### Exercise directions
Copy out every line of the rows that contains the string "Target". Matches are case-sensitive.

Named region outline records
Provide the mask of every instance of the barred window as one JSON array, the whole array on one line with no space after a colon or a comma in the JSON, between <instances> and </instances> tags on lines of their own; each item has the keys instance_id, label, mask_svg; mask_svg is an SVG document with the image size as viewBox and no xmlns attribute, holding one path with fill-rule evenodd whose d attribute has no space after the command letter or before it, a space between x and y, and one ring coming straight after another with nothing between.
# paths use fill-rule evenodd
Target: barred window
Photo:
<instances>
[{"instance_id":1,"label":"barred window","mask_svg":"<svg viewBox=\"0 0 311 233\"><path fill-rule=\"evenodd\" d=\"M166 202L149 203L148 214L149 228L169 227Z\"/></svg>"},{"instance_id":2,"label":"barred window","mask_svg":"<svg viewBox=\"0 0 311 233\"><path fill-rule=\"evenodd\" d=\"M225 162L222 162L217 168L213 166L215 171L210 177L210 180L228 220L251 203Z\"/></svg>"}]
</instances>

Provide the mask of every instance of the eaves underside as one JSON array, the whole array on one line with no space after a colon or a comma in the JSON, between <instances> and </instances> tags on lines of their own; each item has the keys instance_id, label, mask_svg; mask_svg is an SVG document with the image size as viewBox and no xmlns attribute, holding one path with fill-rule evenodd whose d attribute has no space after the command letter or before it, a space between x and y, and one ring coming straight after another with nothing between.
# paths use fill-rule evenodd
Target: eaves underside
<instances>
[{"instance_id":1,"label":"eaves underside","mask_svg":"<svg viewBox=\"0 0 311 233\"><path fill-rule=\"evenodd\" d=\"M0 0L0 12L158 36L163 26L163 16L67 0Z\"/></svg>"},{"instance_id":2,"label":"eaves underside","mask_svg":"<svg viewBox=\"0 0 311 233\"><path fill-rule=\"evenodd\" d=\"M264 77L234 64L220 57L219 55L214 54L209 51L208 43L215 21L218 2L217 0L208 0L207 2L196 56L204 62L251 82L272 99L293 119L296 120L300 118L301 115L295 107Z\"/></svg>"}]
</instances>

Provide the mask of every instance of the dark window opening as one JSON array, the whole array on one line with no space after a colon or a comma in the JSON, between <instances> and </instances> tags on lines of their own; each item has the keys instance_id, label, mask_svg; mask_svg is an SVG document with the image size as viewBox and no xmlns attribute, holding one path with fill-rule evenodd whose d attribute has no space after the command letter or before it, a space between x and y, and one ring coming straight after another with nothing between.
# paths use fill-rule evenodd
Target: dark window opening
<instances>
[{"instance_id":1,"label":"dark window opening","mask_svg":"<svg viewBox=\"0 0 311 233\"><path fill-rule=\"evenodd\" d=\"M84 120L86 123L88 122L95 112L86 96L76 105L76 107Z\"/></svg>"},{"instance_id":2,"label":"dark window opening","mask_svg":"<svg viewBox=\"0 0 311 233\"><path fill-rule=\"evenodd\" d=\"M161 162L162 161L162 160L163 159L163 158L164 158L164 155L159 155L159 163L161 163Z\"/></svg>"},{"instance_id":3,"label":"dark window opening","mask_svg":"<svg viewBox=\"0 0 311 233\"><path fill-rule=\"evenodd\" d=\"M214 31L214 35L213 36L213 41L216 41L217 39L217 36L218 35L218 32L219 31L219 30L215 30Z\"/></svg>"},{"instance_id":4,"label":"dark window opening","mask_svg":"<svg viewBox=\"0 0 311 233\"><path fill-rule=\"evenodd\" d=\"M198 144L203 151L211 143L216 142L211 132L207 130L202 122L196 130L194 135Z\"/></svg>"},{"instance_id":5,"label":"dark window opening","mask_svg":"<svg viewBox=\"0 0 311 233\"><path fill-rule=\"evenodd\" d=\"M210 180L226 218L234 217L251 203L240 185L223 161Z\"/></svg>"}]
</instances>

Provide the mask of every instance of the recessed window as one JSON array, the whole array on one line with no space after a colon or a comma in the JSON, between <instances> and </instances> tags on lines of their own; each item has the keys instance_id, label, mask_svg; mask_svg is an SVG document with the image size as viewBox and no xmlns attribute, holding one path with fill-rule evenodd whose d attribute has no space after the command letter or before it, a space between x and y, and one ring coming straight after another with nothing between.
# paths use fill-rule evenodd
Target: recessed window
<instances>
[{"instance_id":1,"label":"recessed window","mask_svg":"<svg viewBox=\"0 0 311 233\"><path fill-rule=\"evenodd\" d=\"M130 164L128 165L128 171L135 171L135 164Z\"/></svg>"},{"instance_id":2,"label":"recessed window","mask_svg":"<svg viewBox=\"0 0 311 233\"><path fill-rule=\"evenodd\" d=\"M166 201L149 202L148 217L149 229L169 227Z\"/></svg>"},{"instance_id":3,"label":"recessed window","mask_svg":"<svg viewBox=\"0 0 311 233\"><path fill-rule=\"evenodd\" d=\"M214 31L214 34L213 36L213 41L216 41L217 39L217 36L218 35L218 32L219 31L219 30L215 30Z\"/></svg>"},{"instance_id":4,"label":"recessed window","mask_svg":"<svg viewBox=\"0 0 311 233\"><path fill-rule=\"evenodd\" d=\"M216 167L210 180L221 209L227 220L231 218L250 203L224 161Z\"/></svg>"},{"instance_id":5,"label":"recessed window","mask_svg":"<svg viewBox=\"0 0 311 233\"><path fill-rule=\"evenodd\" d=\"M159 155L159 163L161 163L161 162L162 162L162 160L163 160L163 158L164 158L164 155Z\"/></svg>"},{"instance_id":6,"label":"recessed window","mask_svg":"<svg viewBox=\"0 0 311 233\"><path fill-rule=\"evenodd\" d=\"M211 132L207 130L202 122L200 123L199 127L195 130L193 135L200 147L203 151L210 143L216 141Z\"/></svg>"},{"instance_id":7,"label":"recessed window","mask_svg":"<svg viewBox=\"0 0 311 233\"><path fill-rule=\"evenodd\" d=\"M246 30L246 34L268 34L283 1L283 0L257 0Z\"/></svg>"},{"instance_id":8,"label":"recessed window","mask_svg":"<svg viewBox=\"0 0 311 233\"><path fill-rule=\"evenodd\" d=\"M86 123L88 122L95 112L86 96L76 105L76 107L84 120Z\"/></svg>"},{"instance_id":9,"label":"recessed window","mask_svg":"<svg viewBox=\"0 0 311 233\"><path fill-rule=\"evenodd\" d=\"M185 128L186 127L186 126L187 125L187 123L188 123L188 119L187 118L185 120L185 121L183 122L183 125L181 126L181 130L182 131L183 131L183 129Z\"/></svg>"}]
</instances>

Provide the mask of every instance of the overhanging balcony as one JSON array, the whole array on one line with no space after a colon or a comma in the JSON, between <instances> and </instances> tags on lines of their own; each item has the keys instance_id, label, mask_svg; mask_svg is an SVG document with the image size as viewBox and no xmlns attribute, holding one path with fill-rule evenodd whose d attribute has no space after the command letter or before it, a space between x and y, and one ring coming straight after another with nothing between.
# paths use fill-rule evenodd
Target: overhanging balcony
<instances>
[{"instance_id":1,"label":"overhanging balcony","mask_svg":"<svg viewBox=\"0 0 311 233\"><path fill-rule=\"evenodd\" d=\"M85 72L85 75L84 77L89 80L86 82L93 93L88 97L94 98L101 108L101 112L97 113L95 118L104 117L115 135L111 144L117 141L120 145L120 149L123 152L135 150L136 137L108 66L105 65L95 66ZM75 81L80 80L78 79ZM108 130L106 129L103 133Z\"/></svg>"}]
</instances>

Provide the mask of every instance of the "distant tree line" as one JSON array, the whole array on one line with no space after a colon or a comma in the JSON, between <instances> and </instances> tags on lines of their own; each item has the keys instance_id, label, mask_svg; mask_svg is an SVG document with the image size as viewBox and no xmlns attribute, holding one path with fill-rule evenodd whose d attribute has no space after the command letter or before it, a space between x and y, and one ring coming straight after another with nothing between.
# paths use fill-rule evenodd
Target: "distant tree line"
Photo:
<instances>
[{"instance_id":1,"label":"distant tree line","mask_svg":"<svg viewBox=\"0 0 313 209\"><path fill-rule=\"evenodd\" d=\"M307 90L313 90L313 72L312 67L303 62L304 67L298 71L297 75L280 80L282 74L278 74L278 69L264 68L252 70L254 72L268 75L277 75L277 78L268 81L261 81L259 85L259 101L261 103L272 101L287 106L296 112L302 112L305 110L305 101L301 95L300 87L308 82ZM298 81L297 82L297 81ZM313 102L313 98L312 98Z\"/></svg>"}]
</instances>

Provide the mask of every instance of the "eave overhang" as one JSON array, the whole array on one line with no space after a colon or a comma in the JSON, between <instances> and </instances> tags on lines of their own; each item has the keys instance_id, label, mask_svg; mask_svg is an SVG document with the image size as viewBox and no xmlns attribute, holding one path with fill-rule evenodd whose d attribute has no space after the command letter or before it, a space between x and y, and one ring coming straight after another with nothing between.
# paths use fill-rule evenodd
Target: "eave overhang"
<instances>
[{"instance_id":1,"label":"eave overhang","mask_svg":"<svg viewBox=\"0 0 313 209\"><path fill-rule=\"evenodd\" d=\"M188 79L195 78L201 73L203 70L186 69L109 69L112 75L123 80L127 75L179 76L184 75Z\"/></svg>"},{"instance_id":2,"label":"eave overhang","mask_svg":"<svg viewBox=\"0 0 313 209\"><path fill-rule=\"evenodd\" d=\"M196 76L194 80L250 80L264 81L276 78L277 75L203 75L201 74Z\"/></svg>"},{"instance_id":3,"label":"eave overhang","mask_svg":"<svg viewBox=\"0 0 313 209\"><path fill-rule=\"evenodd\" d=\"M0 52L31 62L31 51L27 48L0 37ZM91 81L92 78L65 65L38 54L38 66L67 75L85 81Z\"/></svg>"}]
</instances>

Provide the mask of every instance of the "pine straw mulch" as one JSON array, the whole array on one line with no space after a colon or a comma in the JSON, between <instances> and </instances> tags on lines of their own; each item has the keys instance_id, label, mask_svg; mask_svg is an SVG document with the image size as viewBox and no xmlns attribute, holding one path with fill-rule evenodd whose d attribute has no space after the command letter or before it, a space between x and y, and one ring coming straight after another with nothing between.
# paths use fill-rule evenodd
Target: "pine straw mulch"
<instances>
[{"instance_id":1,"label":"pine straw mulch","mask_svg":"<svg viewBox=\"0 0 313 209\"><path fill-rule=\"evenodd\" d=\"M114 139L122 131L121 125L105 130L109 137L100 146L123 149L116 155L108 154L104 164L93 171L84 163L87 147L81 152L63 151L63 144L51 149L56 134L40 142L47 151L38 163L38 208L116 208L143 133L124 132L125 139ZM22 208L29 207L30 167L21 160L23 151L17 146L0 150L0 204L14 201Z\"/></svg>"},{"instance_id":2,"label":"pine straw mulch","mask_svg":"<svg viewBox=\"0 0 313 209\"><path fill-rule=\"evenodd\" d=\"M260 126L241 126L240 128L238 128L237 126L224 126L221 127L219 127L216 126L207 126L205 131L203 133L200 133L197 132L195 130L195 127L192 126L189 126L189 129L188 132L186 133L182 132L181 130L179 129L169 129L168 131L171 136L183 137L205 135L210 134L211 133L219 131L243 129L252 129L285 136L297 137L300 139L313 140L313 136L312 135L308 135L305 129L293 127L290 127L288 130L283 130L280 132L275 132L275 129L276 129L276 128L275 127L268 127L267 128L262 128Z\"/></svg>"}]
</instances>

### Solution to this task
Target: barred window
Target: eaves underside
Target: dark window opening
Target: recessed window
Target: overhanging balcony
Target: "distant tree line"
Target: "eave overhang"
Target: "pine straw mulch"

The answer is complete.